■ **Task description**
Write out every entry below word for word, leaving nothing out.

*** Extracted information ***

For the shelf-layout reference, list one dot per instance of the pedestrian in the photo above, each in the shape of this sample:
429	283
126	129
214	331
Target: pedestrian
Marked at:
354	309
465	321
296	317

*** End of Extracted information ***

■ **Answer to this exercise**
For the shelf-layout reference, list one dot per instance of the pedestrian in the photo above, each in the shape of this sample:
429	283
126	129
214	331
Target: pedestrian
Marked at:
354	309
465	321
296	317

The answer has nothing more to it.